--- Document passage Enclosed Below ---

A new lightweight version of NYC Human Resources Administration data warehouse gives users fast access to information they need.
In New York City, the Human Resources Administration employs about 15,000 people who deliver Medicaid and other services to more than 3 million residents — and its enterprise data warehouse stores so much information that employees can potentially sift through hundreds of millions of rows inside just one table in a spreadsheet.
“Our largest table had more than three-and-a-half billion paid Medicaid claims,” said Anna Stern, assistant deputy commissioner of new initiatives in management information systems. “And the public assistance and food stamp data comes out of the state system, which is a mainframe system, so we’re dealing with old, complex systems [and] very big data.”
But that’s not the case any longer, thanks to Stern and her colleagues. Because the enterprise warehouse’s data groups often are much larger than employees need, they created dataSmart, a compact version of the warehouse that only contains the most needed data for staff members, while presenting users with a simpler interface.

--- End of Enclosed Document passage ---

**Exercises**
1 - Reproduce the data warehouse article word for word from "A new lightweight" to "in a spreadsheet.".
2 - Condense the paragraph of the data warehouse article that begins "In New York City, the Human Resources Administration employs" into two shorter sentences, keeping its main facts.
The data after this text is not needed.

--- Information supplied Enclosed Below ---

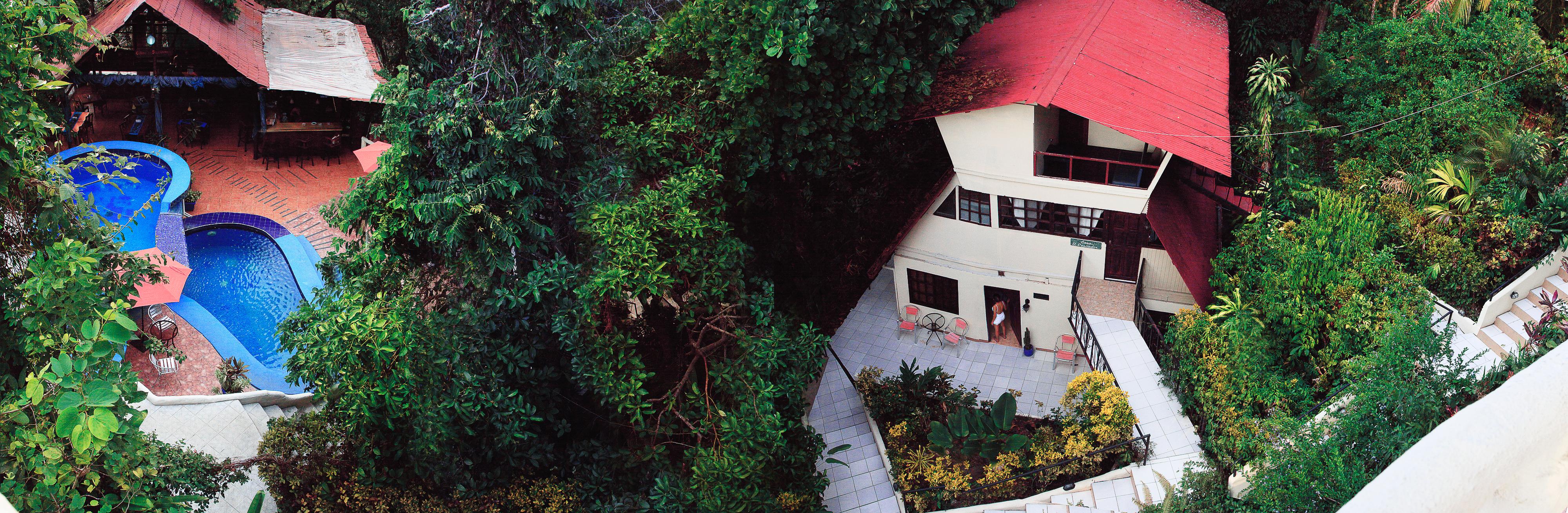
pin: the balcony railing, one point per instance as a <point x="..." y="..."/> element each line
<point x="1095" y="170"/>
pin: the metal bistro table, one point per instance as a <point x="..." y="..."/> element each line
<point x="932" y="322"/>
<point x="286" y="136"/>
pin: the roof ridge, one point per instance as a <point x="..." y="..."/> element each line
<point x="1065" y="60"/>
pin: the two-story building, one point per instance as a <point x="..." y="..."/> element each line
<point x="1091" y="148"/>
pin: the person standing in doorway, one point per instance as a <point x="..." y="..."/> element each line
<point x="998" y="319"/>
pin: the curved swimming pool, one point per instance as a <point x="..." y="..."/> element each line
<point x="161" y="175"/>
<point x="245" y="281"/>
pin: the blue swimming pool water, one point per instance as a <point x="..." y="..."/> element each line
<point x="245" y="281"/>
<point x="134" y="206"/>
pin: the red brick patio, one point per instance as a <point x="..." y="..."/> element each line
<point x="194" y="377"/>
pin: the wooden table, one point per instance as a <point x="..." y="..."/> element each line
<point x="305" y="128"/>
<point x="297" y="137"/>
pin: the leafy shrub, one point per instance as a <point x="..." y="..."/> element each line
<point x="1095" y="415"/>
<point x="233" y="375"/>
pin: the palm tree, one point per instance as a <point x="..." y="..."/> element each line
<point x="1462" y="10"/>
<point x="1456" y="186"/>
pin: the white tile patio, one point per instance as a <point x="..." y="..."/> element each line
<point x="220" y="429"/>
<point x="869" y="336"/>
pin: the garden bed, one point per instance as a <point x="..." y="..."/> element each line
<point x="949" y="449"/>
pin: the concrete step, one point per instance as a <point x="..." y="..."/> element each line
<point x="1528" y="310"/>
<point x="1514" y="327"/>
<point x="258" y="416"/>
<point x="1556" y="285"/>
<point x="1116" y="495"/>
<point x="1498" y="341"/>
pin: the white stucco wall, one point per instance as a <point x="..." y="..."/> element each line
<point x="996" y="142"/>
<point x="993" y="151"/>
<point x="1045" y="319"/>
<point x="1508" y="452"/>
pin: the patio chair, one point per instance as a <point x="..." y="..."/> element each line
<point x="907" y="319"/>
<point x="164" y="364"/>
<point x="1067" y="352"/>
<point x="957" y="332"/>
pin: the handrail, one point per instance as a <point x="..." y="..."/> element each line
<point x="1086" y="336"/>
<point x="1141" y="438"/>
<point x="1119" y="162"/>
<point x="1150" y="330"/>
<point x="1145" y="178"/>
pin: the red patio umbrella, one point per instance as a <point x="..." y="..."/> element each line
<point x="161" y="292"/>
<point x="369" y="154"/>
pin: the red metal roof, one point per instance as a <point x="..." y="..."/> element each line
<point x="239" y="43"/>
<point x="1142" y="65"/>
<point x="1189" y="228"/>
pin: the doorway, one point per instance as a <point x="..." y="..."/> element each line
<point x="1123" y="245"/>
<point x="1003" y="302"/>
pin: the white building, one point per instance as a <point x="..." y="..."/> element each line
<point x="1091" y="156"/>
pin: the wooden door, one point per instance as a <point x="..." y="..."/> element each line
<point x="1123" y="245"/>
<point x="1011" y="311"/>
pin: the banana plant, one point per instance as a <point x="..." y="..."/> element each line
<point x="984" y="433"/>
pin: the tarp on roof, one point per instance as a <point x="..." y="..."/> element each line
<point x="319" y="56"/>
<point x="274" y="48"/>
<point x="1134" y="65"/>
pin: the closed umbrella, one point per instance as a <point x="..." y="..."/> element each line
<point x="369" y="154"/>
<point x="167" y="291"/>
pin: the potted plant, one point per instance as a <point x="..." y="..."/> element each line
<point x="233" y="375"/>
<point x="191" y="200"/>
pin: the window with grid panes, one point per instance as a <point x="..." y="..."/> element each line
<point x="975" y="208"/>
<point x="934" y="291"/>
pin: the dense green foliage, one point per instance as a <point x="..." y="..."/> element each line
<point x="973" y="451"/>
<point x="1324" y="295"/>
<point x="553" y="272"/>
<point x="70" y="437"/>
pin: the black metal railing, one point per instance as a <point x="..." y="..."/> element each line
<point x="1149" y="328"/>
<point x="1445" y="319"/>
<point x="1034" y="480"/>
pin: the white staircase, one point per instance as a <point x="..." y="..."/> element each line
<point x="1508" y="333"/>
<point x="260" y="415"/>
<point x="1109" y="496"/>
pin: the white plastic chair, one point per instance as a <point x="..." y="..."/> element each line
<point x="1067" y="352"/>
<point x="907" y="319"/>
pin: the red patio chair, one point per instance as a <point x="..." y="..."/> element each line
<point x="1067" y="352"/>
<point x="907" y="319"/>
<point x="957" y="333"/>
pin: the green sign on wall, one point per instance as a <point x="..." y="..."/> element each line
<point x="1086" y="244"/>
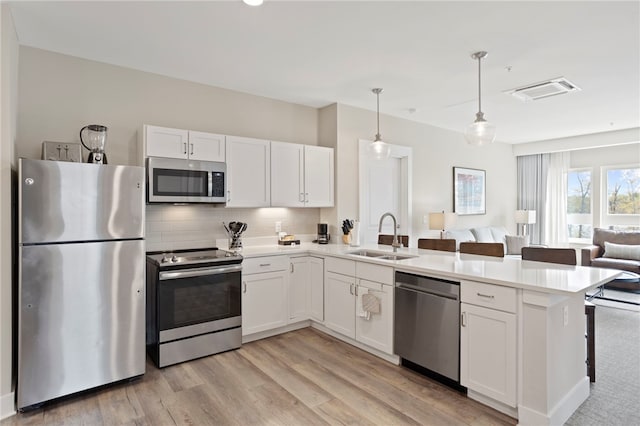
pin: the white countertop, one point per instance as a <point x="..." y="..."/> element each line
<point x="508" y="271"/>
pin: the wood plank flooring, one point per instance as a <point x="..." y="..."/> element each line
<point x="304" y="377"/>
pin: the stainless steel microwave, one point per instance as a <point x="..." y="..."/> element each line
<point x="185" y="181"/>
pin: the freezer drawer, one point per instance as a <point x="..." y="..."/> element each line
<point x="63" y="201"/>
<point x="80" y="317"/>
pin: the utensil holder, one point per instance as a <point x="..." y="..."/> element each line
<point x="235" y="243"/>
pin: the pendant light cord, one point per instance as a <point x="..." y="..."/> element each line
<point x="479" y="90"/>
<point x="378" y="110"/>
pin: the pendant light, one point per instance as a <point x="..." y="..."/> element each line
<point x="480" y="132"/>
<point x="379" y="149"/>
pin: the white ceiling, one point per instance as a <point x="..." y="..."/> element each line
<point x="318" y="53"/>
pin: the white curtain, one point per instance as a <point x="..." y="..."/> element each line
<point x="555" y="230"/>
<point x="532" y="188"/>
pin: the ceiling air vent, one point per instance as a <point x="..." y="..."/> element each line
<point x="557" y="86"/>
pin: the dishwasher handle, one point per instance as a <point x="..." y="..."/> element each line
<point x="423" y="290"/>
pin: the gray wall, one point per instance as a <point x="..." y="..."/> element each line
<point x="8" y="101"/>
<point x="54" y="105"/>
<point x="435" y="152"/>
<point x="72" y="92"/>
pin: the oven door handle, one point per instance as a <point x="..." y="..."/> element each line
<point x="174" y="275"/>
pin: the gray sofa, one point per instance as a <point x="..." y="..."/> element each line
<point x="597" y="255"/>
<point x="488" y="234"/>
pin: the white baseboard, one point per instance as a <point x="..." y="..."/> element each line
<point x="7" y="406"/>
<point x="561" y="412"/>
<point x="496" y="405"/>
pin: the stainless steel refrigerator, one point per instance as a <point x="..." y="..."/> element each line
<point x="81" y="304"/>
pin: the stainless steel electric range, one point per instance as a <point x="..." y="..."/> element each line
<point x="194" y="306"/>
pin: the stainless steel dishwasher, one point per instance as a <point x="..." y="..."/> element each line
<point x="427" y="323"/>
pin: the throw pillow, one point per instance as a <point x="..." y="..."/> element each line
<point x="621" y="251"/>
<point x="515" y="243"/>
<point x="460" y="235"/>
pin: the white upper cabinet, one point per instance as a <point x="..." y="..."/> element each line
<point x="248" y="172"/>
<point x="178" y="143"/>
<point x="301" y="175"/>
<point x="165" y="142"/>
<point x="287" y="176"/>
<point x="206" y="146"/>
<point x="318" y="176"/>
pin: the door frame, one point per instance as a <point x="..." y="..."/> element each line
<point x="404" y="153"/>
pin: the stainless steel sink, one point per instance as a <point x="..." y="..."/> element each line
<point x="396" y="257"/>
<point x="381" y="255"/>
<point x="368" y="253"/>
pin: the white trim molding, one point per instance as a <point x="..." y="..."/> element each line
<point x="7" y="406"/>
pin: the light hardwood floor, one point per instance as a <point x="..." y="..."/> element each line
<point x="299" y="378"/>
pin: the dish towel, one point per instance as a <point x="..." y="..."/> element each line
<point x="370" y="305"/>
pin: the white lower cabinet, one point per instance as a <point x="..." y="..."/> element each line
<point x="488" y="340"/>
<point x="316" y="288"/>
<point x="265" y="283"/>
<point x="346" y="284"/>
<point x="306" y="288"/>
<point x="375" y="330"/>
<point x="340" y="306"/>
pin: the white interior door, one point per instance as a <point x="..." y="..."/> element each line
<point x="384" y="187"/>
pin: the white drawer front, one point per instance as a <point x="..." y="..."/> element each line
<point x="340" y="266"/>
<point x="488" y="295"/>
<point x="257" y="265"/>
<point x="377" y="273"/>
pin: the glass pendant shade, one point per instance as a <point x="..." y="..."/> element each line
<point x="378" y="149"/>
<point x="480" y="132"/>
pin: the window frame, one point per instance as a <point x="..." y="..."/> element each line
<point x="581" y="218"/>
<point x="616" y="220"/>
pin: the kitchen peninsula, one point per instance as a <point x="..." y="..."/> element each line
<point x="523" y="344"/>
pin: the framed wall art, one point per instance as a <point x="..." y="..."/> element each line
<point x="469" y="191"/>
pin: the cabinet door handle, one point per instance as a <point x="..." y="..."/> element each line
<point x="488" y="296"/>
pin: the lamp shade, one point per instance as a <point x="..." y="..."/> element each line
<point x="526" y="216"/>
<point x="480" y="133"/>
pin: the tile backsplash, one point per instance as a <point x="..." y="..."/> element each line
<point x="170" y="227"/>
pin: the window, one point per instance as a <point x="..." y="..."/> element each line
<point x="622" y="207"/>
<point x="579" y="216"/>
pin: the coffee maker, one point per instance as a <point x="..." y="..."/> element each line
<point x="323" y="233"/>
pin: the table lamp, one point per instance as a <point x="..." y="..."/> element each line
<point x="525" y="217"/>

--- End of Enclosed Information supplied ---

**Solution set**
1 -
A new lightweight version of NYC Human Resources Administration data warehouse gives users fast access to information they need.
In New York City, the Human Resources Administration employs about 15,000 people who deliver Medicaid and other services to more than 3 million residents — and its enterprise data warehouse stores so much information that employees can potentially sift through hundreds of millions of rows inside just one table in a spreadsheet.

2 - New York City's Human Resources Administration has about 15,000 employees who provide Medicaid and other services to more than 3 million residents. Its enterprise data warehouse holds so much information that employees can potentially sift through hundreds of millions of rows in a single spreadsheet table.